• [PÁGINA]:
El año litúrgico concluye con la solemnidad de Cristo
Rey. La liturgia nos dice así, gráficamente, que al final Dios, el Bien, la
Verdad, la Justicia y la Vida triunfarán sobre las aparentemente invencibles e
insuperables fuerzas del mal, la mentira, la injusticia y la muerte. En
realidad, dice mucho más: que Cristo ya ha vencido, que ya es Rey del Universo,
y que esa victoria, pese a todas las apariencias, está ya operando en la
historia. Esto es lo que dice la liturgia y la Iglesia que la celebra al concluir
el año. Pero no es difícil encontrar objeciones contra lo que la Iglesia dice
con su liturgia, y también contra el modo de decirlo. Empecemos por esto
último.
¿Por qué para proclamar la victoria final
de Cristo hay que usar el título de rey? ¿No significa eso
asimilarse a los usos de este mundo, a los deseos de un poder que se impone
sobre los demás, pues donde hay victoria tiene que haber derrotados, y donde
hay reyes hay por necesidad súbditos, siervos?
En realidad, usar el título de rey, pese a las reminiscencias
políticas que parece tener, no carece de sentido. A diferencia de los otros
títulos políticos que se pueden evocar (presidente, primer ministro), el de rey
habla de un poder que no se tiene por delegación, sino por derecho propio, por
causa de la propia ascendencia. Y si, como es probable, se objeta que hoy
precisamente nadie o casi nadie cree en un poder así, pues incluso las
monarquías que quedan requieren del consenso popular para su legitimación, se
podrá responder que así es, y que, hablando con propiedad, sólo Cristo es rey
por derecho propio y no por delegación, pues es el primogénito de toda
criatura, imagen del Dios invisible, el hijo del Eterno Padre. Si, pese a todo,
la imagen monárquica sigue produciendo rechazo en algunos, conviene meditar lo
que nos dice hoy la palabra de Dios para comprender que aquí se trata de un
reinado muy peculiar, en el que la formalidad del símil sirve más para marcar
las diferencias que para establecer paralelismos. Más que de asimilación habría
que hablar de contraste y oposición.

• [MATERIAL DEL EJERCICIO]:

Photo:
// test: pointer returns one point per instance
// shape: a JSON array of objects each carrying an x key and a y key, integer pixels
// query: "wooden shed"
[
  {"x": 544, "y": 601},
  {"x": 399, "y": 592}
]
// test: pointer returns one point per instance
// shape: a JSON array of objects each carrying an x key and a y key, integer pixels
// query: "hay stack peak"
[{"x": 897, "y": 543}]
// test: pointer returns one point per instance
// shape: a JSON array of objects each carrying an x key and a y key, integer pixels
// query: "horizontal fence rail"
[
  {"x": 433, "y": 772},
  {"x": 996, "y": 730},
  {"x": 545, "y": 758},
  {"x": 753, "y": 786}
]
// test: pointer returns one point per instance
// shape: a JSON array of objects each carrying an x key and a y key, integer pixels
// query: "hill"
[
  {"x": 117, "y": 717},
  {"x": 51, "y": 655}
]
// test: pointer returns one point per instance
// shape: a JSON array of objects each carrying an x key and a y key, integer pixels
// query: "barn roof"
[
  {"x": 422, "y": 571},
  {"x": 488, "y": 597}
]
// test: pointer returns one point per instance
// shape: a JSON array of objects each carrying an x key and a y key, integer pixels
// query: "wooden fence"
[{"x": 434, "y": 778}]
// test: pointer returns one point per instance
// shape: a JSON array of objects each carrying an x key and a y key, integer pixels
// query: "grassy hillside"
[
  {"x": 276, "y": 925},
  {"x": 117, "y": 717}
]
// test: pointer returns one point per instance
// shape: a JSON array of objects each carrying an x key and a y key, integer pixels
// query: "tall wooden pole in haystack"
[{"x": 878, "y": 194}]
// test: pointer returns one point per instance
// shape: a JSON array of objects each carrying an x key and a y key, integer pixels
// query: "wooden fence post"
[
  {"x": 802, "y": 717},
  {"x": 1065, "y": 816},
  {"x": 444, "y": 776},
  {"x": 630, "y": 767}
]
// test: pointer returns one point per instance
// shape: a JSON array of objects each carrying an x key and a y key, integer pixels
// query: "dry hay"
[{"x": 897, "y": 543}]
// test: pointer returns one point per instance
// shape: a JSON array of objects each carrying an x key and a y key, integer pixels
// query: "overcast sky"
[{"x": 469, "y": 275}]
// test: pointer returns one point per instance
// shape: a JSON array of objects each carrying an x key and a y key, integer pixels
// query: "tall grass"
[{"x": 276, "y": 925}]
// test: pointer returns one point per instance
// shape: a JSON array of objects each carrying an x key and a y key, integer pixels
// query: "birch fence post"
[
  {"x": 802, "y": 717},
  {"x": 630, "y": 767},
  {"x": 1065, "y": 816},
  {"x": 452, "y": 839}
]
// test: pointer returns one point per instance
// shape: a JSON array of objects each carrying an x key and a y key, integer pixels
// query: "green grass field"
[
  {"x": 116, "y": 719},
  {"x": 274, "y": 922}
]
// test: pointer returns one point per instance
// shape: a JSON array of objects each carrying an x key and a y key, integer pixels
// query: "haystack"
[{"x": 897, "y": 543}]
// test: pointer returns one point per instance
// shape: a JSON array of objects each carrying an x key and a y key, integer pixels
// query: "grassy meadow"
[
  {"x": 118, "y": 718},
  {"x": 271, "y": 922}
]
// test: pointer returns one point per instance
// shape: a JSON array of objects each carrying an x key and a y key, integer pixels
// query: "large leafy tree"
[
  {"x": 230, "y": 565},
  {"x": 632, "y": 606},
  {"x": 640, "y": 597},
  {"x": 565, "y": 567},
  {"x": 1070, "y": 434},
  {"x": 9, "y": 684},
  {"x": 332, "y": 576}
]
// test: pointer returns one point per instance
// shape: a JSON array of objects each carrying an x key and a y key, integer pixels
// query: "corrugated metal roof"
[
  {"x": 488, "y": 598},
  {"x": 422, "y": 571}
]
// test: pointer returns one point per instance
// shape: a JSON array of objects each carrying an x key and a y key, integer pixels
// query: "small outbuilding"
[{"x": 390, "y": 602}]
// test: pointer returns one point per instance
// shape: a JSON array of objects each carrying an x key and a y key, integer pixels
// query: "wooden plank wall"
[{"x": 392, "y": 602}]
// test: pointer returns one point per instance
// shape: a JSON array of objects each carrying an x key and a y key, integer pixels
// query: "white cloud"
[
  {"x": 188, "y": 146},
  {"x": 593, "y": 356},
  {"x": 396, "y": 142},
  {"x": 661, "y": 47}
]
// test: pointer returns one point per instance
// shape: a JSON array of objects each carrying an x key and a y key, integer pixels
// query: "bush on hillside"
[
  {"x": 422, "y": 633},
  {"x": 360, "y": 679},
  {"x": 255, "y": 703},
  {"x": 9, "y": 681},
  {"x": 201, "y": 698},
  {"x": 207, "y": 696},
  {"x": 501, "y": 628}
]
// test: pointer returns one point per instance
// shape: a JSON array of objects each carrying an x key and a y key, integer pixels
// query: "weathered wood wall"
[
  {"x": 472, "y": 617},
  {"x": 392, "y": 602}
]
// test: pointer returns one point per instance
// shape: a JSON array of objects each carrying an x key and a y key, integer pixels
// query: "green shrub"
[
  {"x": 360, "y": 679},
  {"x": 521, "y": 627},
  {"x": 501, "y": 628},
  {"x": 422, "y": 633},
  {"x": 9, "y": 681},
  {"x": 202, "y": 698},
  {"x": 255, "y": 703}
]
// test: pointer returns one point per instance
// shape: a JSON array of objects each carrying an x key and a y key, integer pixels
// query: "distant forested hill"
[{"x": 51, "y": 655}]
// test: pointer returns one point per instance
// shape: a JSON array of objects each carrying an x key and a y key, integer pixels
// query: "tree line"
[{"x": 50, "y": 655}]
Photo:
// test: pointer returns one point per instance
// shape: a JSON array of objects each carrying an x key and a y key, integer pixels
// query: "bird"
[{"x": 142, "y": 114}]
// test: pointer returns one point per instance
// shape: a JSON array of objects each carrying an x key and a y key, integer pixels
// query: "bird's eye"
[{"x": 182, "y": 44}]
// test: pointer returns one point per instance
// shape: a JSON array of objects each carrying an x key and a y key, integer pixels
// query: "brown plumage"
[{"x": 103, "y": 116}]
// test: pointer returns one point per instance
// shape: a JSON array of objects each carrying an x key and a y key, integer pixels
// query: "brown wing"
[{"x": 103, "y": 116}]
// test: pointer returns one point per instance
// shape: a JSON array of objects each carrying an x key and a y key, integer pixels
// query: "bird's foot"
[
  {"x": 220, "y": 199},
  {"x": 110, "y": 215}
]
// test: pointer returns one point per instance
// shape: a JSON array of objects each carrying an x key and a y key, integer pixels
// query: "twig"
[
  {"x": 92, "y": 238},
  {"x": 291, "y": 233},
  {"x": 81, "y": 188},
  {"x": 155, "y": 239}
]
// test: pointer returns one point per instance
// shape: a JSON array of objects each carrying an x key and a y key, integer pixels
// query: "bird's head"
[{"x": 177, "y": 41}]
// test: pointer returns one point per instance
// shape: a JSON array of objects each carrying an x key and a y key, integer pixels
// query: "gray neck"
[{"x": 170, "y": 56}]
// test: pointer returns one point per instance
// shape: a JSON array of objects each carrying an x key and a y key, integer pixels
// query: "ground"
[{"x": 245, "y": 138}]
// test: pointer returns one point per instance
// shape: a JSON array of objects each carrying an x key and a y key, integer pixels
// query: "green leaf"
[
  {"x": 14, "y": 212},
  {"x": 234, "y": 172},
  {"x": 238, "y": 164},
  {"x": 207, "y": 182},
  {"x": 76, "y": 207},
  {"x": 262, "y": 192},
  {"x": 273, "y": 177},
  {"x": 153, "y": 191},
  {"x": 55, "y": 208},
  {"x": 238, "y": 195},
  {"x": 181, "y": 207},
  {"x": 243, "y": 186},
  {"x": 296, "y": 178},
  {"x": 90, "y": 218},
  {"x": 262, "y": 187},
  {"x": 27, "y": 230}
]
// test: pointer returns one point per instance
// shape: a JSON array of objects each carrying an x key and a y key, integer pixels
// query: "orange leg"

• [TAREAS POR HACER]:
a – Según el texto sobre Cristo Rey, ¿cuáles son las fuerzas aparentemente invencibles sobre las que triunfarán Dios, el Bien, la Verdad, la Justicia y la Vida? Enuméralas todas.
b – Calcula cuántas líneas de las entradas contienen la palabra "hillside", distinguiendo entre mayúsculas y minúsculas. Responde solo con el número.
El texto y las entradas proceden de fuentes distintas.

• [RESPUESTAS ESPERADAS]:
a – El mal, la mentira, la injusticia y la muerte.

b – 2